> Actions to take:
1 – In the essay on Winterson's The Passion, what did Henri lose at Austerlitz?
2 – Condense the paragraph of the essay on Winterson's The Passion that begins "As Winterson's characters become aware" into a shorter paragraph that keeps its main facts.
3 – Carry on with the essay on Winterson's The Passion, starting right after its final sentence.

> Passage to read:
++++++++++

In her essays Art Objects, Winterson discusses the differences between the roles of the priest and the king in order to explain the deification of political leaders like Napoleon. “King was more accessible to his people than were the priests. Although King and priest worked together, priesthood is still allied to magic. […] The priest did not fight in battle, take concubines, hoard treasure, feast and riot” (140). Kings share in the tangible or physical aspects of everyday life—thus making them more “real” for the common people. At the same time, because kings are already endowed by God, their subjects can see them and their actions as invested with religious and moral significance: “At its simplest and at its best, royalty is an imaginative function; it must embody in its own person, subtle and difficult concepts of Otherness. The priest does not embody these concepts, the priest serves them. The priest is a functionary, the King is a function” (141). Like the “lukewarm” priest who visits Henri's village and Patrick who serves Napoleon, the functionary and passive roles of priests offer the people no alternative or model to escape their own emotional stagnation: “Not much touches us, but we long to be touched. […] Our children frighten us in their intimacy, but we make sure they grow up like us. Lukewarm like us” (7). At one point, Henri suggests that the only appealing aspect of the Catholic religion is the Jesuit order: “I would have preferred a burning Jesuit, perhaps then I might have found the extasy [sic] I need to believe” (12). Henri has simply not seen this type of passionate, religious fervor in France. Napoleon's grandeur and imperial drive, however, have been able to ignite, even if temporarily, the passions of the people, and, like religious missionaries, he seeks ideological control over those he conquers: “Bonaparte always claimed he knew what was good for a people, knew how to improve, how to educate. He did; he improved wherever he went, but he always forgot that even simple people want the freedom to make their own mistakes” (103). Yet when the Russian peasants effectively reject Napoleon's attempts to “improve” things, they expose the ultimate ineffectiveness of imperial attempts at ideological control.
As Winterson's characters become aware of the ways their bodies have been fractured and dismembered by imperialism, both Napoleon's empire and his position of moral superiority begin to break down. Specifically, Henri sees how war has damaged his body and those around him: “I lost an eye at Austerlitz. Domino was wounded [losing one side of his face] and Patrick […] never sees much past the next bottle” (79). Throughout the drive to capture Moscow, Henri's awareness of body parts enables him to see how his individuality and that of his friends has been subsumed by Napoleon's possessive desire for conquest and power. Napoleon's quest for expansion tears apart the people of France and those it wishes to control, pulling them away from their families and homes. Thus, images of fragmented bodies in The Passion work as metaphors for the (self-) destructiveness of imperialism which fragments both the self and the other. On one occasion, Henri describes a man whose “horse froze around him; in the morning when he tried to take his feet out they were stuck, entombed in the brittle entrails. We couldn't free him, we had to leave him. He wouldn't stop screaming” (80). Like this man's feet, the soldiers have become limbs or expendable parts of Napoleon's body, and their damaged bodies force them to acknowledge the physical and spiritual losses of Napoleon's attempts at empire-building. “Even Bonaparte was beginning to learn that numbers count. In this vast country there are miles and men and snowflakes beyond our resources” (100). Napoleon's insatiable desire for expansion and control ultimately forces his empire to meet its own limitations and borders. As the army reaches its furthest point from the heart of France during the march to Moscow, the novel shows his empire literally disappearing as more soldiers lose parts of their bodies and/or lives.

++++++++++

> Recorded information:

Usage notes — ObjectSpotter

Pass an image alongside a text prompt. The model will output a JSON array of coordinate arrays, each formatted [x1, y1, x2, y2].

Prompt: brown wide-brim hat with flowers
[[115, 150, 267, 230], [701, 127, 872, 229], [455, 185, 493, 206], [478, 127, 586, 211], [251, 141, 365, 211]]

++++++++++

> Final answers:
1 – An eye.

2 – As Winterson's characters see how imperialism has fractured their bodies, Napoleon's empire and his moral superiority start to collapse. Henri notes the war's damage: he lost an eye at Austerlitz, Domino lost one side of his face, and Patrick sees little past the next bottle. On the drive to Moscow, this awareness of body parts shows Henri how Napoleon's hunger for conquest has swallowed his and his friends' individuality. It also shows how that hunger pulls both the French and those they would control away from families and homes. Fragmented bodies thus serve as metaphors for an imperialism that destroys both self and other. One example is a man whose feet froze inside his dead horse and who was left behind screaming. The soldiers become expendable limbs of Napoleon's body, and their injuries force them to face the physical and spiritual costs of his empire-building. Even Bonaparte begins to learn that "numbers count." His drive for expansion meets its own limits, and as the army reaches its furthest point from France, the empire literally disappears as soldiers lose body parts or their lives.

3 –
Lost and/or removed hearts become another central image that links spirituality and love. After Henri's disillusionment with Napoleon, he explains how he and the other soldiers had to relinquish their hearts to survive: “You can only give up your passion. Only then can you begin to survive. […] When I say I lived with heartless men, I use the word correctly” (82–3). We also learn through Villanelle's experiences that the empire wants heartless bodies because it needs them as objects. After the cook sells Villanelle as a prostitute to the French army, she explains that she “was to join the army, to join the Generals for their pleasure. […] They didn't give me enough time to collect my heart, only my luggage, but I'm grateful to them for that; this is no place for a heart” (99). Napoleon's empire and its demonic representative, the cook, have objectified her and Henri, de-individualizing both the self (Henri) and the other (Villanelle). Only when these characters become concerned with their individual identity—their needs and losses—can they resist the destructive desires of Napoleon's growing empire: “We wanted glory and conquest and slaves and praise. [Napoleon's] desire burned for longer than ours because it was never likely that he would pay for it with his life” (104).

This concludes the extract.